▶ [To do] Retype the stretch from the start of the records through the line that contains "column 182, row 147", keeping every character unchanged. Leave the pictures out of your answer.

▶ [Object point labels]
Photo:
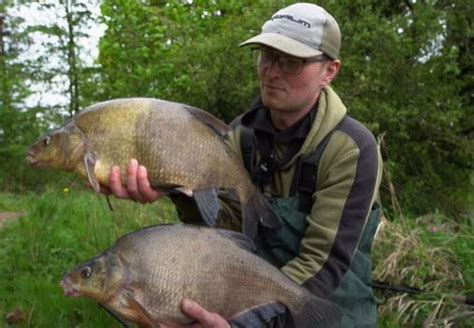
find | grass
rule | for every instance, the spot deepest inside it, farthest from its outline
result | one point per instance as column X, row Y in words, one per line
column 65, row 227
column 432, row 253
column 61, row 229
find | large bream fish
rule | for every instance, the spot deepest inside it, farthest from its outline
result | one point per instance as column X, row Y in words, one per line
column 145, row 275
column 182, row 147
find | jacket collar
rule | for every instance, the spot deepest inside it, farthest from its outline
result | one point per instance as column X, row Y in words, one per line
column 258, row 119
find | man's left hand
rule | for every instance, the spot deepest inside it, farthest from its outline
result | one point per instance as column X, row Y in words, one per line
column 204, row 318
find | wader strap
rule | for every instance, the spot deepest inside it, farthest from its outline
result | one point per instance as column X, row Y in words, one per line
column 247, row 144
column 305, row 176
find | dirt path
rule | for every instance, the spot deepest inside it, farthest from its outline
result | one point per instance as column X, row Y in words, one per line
column 9, row 216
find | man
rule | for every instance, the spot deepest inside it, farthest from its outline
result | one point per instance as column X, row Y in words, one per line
column 320, row 168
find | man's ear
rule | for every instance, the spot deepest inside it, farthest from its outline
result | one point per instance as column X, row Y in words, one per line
column 332, row 68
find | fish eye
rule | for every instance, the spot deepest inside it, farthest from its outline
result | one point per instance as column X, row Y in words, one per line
column 86, row 272
column 46, row 141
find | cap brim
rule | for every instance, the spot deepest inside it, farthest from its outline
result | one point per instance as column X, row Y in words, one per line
column 283, row 44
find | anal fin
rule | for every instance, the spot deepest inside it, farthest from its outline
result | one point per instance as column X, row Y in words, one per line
column 208, row 205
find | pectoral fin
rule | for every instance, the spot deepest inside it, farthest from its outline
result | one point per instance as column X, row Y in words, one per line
column 89, row 163
column 208, row 205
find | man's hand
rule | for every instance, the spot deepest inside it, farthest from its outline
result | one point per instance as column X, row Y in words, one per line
column 204, row 318
column 138, row 186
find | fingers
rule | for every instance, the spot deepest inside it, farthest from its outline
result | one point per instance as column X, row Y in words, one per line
column 115, row 184
column 132, row 181
column 147, row 193
column 205, row 318
column 138, row 186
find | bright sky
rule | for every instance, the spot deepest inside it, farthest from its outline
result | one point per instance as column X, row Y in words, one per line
column 34, row 14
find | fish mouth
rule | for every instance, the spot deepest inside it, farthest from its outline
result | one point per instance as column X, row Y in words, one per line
column 69, row 291
column 31, row 158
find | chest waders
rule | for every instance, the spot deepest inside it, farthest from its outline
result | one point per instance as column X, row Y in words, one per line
column 354, row 295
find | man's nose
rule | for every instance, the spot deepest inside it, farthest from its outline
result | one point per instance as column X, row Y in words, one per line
column 273, row 69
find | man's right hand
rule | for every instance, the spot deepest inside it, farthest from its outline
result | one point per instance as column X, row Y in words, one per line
column 138, row 186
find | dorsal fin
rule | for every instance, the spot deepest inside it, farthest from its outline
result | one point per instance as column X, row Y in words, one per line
column 210, row 120
column 240, row 239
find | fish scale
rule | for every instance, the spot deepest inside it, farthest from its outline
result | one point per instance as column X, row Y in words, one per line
column 183, row 148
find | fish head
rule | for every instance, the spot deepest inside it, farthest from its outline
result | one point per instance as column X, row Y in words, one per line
column 98, row 279
column 60, row 148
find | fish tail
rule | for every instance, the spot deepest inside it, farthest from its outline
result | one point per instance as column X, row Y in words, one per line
column 258, row 211
column 315, row 311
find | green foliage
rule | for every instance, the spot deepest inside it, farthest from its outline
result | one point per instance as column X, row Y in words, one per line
column 433, row 253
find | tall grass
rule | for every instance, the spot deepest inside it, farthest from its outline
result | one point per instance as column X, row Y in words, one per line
column 64, row 227
column 61, row 229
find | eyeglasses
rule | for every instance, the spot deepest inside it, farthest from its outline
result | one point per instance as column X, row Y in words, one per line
column 287, row 64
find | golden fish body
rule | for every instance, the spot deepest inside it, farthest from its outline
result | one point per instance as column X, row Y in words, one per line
column 183, row 148
column 145, row 275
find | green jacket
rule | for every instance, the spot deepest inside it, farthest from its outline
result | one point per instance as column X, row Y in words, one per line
column 348, row 178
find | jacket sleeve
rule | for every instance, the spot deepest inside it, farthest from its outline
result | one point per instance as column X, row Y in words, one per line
column 348, row 178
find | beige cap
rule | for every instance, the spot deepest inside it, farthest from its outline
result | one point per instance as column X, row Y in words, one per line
column 302, row 30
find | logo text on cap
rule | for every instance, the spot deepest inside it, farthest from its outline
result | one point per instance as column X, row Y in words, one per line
column 291, row 18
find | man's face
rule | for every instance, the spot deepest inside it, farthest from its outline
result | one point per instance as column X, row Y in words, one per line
column 286, row 92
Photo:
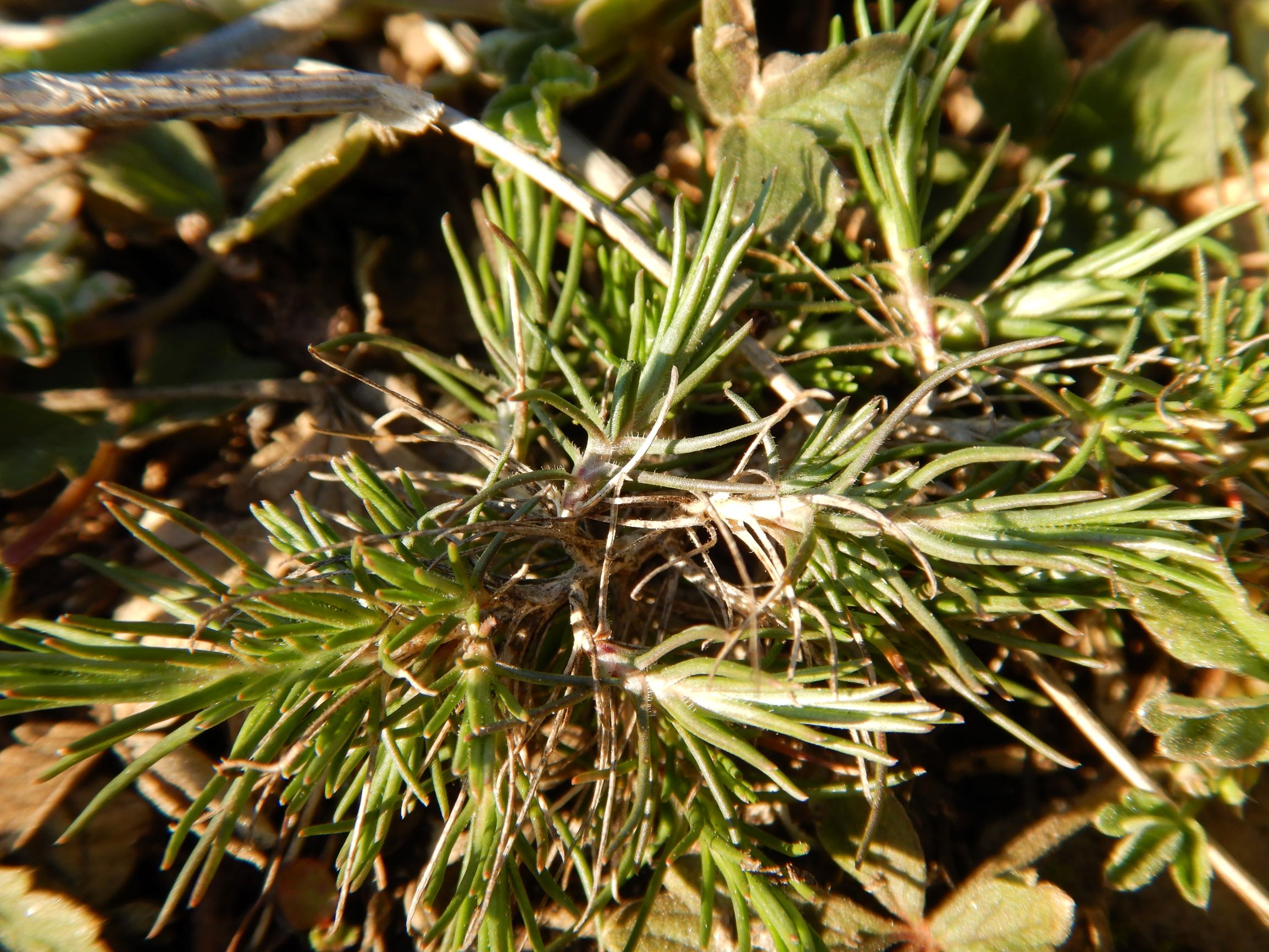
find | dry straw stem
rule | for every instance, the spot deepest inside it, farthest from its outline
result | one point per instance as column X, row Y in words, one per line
column 1226, row 867
column 318, row 89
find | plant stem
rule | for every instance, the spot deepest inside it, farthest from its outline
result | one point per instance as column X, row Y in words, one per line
column 1226, row 867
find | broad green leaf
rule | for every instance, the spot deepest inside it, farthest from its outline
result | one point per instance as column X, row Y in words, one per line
column 781, row 116
column 848, row 927
column 40, row 921
column 1205, row 631
column 672, row 926
column 1152, row 834
column 1143, row 855
column 601, row 25
column 1251, row 41
column 528, row 112
column 807, row 193
column 1022, row 70
column 1192, row 867
column 304, row 171
column 198, row 352
column 116, row 35
column 1157, row 113
column 163, row 170
column 1227, row 732
column 1015, row 913
column 728, row 64
column 894, row 868
column 40, row 442
column 822, row 89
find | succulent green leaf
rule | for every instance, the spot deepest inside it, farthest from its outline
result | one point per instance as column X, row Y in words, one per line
column 1213, row 629
column 1022, row 70
column 38, row 444
column 1230, row 732
column 302, row 173
column 1157, row 113
column 163, row 171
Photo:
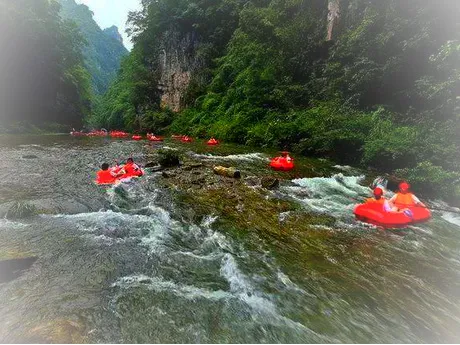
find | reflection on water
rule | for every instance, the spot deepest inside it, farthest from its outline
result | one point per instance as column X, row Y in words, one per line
column 115, row 265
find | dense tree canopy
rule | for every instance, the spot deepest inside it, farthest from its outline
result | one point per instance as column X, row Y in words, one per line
column 384, row 93
column 102, row 52
column 42, row 78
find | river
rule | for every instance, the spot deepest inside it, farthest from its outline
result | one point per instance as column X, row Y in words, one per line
column 117, row 265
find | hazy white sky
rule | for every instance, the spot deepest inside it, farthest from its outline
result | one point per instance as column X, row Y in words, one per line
column 112, row 12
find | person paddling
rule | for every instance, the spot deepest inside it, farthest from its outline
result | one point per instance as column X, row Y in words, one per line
column 105, row 175
column 130, row 169
column 379, row 199
column 404, row 199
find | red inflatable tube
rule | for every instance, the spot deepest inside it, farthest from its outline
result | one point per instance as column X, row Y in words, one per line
column 374, row 214
column 155, row 138
column 282, row 163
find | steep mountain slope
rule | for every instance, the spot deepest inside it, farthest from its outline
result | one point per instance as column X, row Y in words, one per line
column 104, row 49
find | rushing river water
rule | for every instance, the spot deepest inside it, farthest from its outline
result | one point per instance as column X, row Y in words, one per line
column 118, row 265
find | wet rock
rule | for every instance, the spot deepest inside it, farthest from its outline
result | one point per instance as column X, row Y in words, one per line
column 252, row 181
column 156, row 168
column 269, row 182
column 166, row 174
column 30, row 157
column 21, row 210
column 199, row 181
column 13, row 268
column 228, row 172
column 168, row 158
column 151, row 164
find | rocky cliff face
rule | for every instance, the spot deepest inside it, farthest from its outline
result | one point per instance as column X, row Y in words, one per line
column 177, row 62
column 104, row 51
column 114, row 33
column 333, row 18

▶ [Expected answer]
Photo:
find | grass
rule | for every instance, the spot deepest inside it, farthest from its outline
result | one point per instance as column X, row Y in words, one per line
column 65, row 227
column 432, row 253
column 61, row 229
find | large bream fish
rule | for every instance, the spot deepest inside it, farthest from its outline
result | one point per instance as column X, row Y in words, one per line
column 145, row 275
column 182, row 147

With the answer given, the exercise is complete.